▶ **Aim of the exercise**: Print the entries exactly as given.

▶ **Data in this exercise**:
────────────────────────────────────────
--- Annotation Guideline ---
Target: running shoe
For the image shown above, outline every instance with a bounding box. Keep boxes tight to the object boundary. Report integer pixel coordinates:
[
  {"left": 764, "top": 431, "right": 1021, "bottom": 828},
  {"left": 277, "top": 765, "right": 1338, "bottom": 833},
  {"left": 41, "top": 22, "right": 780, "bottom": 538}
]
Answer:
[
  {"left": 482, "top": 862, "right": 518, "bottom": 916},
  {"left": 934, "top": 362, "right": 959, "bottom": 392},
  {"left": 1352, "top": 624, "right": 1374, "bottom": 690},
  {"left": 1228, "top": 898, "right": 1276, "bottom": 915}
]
────────────────────────────────────────
▶ **Solution to this task**:
--- Annotation Guideline ---
Target: running shoe
For the image shown above, outline every instance with a bounding box. Keep boxes tight to the object boundary. Report integer pixel coordinates:
[
  {"left": 764, "top": 431, "right": 1021, "bottom": 828},
  {"left": 277, "top": 765, "right": 1338, "bottom": 833},
  {"left": 41, "top": 22, "right": 780, "bottom": 538}
]
Answer:
[
  {"left": 482, "top": 862, "right": 518, "bottom": 916},
  {"left": 934, "top": 362, "right": 959, "bottom": 392},
  {"left": 1352, "top": 624, "right": 1374, "bottom": 690},
  {"left": 1228, "top": 898, "right": 1276, "bottom": 915}
]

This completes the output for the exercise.